Stored data entries:
[Begin]

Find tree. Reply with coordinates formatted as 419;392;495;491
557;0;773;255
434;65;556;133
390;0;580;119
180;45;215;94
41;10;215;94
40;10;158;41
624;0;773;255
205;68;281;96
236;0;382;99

[End]

• The request: Copy out the items, substituting "bush" for "tree" and keeping everything else the same.

• Exercise result:
Find bush. Reply with coordinates formatted as 419;392;495;491
557;0;773;255
434;65;556;133
390;0;580;119
180;45;215;94
41;10;215;94
40;10;158;41
624;0;773;255
205;68;281;96
236;0;382;99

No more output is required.